There are many different uses for branching and svn merge, and this section describes the most common.

Version control is most often used for software development, so here's a quick peek at two of the most common branching/merging patterns used by teams of programmers. If you're not using Subversion for software development, feel free to skip this section. If you're a software developer using version control for the first time, pay close attention, as these patterns are often considered best practices by experienced folk. These processes aren't specific to Subversion; they're applicable to any version control system. Still, it may help to see them described in Subversion terms.

Release Branches

Most software has a typical life cycle: code, test, release, repeat. There are two problems with this process. First, developers need to keep writing new features while quality assurance teams take time to test supposedly stable versions of the software. New work cannot halt while the software is tested. Second, the team almost always needs to support older, released versions of software; if a bug is discovered in the latest code, it most likely exists in released versions as well, and customers will want to get that bug fix without having to wait for a major new release.

__DATA EXCERPTS__:
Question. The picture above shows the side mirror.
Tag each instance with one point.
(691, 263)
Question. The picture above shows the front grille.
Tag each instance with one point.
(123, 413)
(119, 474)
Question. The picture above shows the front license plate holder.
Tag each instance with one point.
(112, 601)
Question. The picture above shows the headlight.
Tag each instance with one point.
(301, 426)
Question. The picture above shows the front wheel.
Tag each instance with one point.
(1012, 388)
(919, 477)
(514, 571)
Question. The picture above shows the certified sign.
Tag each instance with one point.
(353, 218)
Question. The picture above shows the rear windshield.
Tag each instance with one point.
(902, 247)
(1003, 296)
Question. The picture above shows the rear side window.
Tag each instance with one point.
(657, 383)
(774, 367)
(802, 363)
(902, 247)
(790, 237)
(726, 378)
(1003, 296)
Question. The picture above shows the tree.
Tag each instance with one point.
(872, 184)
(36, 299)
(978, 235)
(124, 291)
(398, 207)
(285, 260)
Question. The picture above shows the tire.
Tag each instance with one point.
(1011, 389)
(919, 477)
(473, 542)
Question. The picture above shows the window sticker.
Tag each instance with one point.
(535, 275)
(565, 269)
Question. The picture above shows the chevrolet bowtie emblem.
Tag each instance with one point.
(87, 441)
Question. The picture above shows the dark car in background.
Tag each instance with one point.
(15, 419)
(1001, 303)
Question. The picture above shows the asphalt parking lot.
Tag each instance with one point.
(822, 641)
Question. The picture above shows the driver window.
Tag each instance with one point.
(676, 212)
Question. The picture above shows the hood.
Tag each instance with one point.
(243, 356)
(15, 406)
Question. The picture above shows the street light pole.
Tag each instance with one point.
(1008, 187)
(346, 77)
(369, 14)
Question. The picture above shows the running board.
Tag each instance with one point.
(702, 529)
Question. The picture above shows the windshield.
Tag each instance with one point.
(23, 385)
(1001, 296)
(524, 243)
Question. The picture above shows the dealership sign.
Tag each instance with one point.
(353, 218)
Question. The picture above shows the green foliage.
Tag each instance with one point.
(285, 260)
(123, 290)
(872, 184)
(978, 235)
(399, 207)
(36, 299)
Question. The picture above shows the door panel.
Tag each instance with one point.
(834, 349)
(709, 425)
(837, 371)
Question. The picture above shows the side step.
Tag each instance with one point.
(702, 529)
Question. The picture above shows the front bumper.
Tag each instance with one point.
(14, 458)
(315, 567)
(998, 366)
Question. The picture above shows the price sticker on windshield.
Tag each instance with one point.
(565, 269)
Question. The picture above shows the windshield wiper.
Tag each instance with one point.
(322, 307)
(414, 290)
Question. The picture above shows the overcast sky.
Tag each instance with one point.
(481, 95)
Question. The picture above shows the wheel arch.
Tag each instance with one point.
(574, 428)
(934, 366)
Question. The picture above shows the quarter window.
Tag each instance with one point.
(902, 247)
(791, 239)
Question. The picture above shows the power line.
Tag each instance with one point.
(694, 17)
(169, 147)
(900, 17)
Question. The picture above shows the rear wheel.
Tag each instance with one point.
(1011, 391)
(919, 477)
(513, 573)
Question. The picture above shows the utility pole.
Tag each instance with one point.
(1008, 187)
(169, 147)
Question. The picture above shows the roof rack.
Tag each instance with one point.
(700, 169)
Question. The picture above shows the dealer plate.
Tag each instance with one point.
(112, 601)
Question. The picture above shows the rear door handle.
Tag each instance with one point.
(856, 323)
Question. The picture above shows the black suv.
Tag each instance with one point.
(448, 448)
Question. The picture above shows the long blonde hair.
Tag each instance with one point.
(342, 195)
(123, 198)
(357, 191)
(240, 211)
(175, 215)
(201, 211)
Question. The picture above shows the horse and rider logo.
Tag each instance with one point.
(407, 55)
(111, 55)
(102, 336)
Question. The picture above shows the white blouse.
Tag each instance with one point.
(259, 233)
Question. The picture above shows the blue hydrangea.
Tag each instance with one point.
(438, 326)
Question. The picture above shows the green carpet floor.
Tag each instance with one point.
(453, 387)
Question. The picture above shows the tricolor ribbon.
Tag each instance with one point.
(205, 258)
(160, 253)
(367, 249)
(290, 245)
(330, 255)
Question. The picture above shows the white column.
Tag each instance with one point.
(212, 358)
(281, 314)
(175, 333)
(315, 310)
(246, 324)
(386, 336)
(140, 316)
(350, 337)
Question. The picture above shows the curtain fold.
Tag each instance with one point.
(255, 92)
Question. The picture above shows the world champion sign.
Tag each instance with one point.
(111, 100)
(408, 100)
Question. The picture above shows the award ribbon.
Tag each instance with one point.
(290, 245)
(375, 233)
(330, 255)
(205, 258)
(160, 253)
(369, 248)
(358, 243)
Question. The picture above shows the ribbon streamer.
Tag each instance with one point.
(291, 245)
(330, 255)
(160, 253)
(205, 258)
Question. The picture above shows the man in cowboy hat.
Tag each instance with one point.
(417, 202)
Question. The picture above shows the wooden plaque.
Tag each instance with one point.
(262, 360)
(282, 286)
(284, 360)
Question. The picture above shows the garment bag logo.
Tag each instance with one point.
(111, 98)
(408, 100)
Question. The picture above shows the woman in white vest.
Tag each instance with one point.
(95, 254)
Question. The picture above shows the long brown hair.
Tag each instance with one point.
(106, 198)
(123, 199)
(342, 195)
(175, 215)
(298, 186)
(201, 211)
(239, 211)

__TASK SET__:
1. Name each stage of the typical software life cycle that the passage on Subversion branching and merging lists.
2. Write the next part of the passage on Subversion branching and merging, continuing after its final sentence.

__RESULTS BY TASK__:
1. Code, test, release, repeat.

2.
Here's where version control can help. The typical procedure looks like this:

  1. Developers commit all new work to the trunk. Day-to-day changes are committed to /trunk: new features, bug fixes, and so on.

  2. The trunk is copied to a release branch. When the team thinks the software is ready for release (say, a 1.0 release), /trunk might be copied to /branches/1.0.

  3. Teams continue to work in parallel. One team begins rigorous testing of the release branch, while another team continues new work (say, for version 2.0) on /trunk. If bugs are discovered in either location, fixes are cherrypicked back and forth as necessary. At some point, however, even that process stops. The branch is frozen for final testing right before a release.

  4. The branch is tagged and released. When testing is complete, /branches/1.0 is copied to /tags/1.0.0 as a reference snapshot. The tag is packaged and released to customers.

  5. The branch is maintained over time. While work continues on /trunk for version 2.0, bug fixes continue to be ported from /trunk to /branches/1.0. When enough bug fixes have accumulated, management may decide to do a 1.0.1 release: /branches/1.0 is copied to /tags/1.0.1, and the tag is packaged and released.

This entire process repeats as the software matures: when the 2.0 work is complete, a new 2.0 release branch is created, tested, tagged, and eventually released. After some years, the repository ends up with a number of release branches in maintenance mode, and a number of tags representing final shipped versions.

Feature Branches

A feature branch is the sort of branch that's been the dominant example in this chapter (the one you've been working on while Sally continues to work on /trunk). It's a temporary branch created to work on a complex change without interfering with the stability of /trunk. Unlike release branches (which may need to be supported forever), feature branches are born, used for a while, merged back to the trunk, and then ultimately deleted. They have a finite span of usefulness.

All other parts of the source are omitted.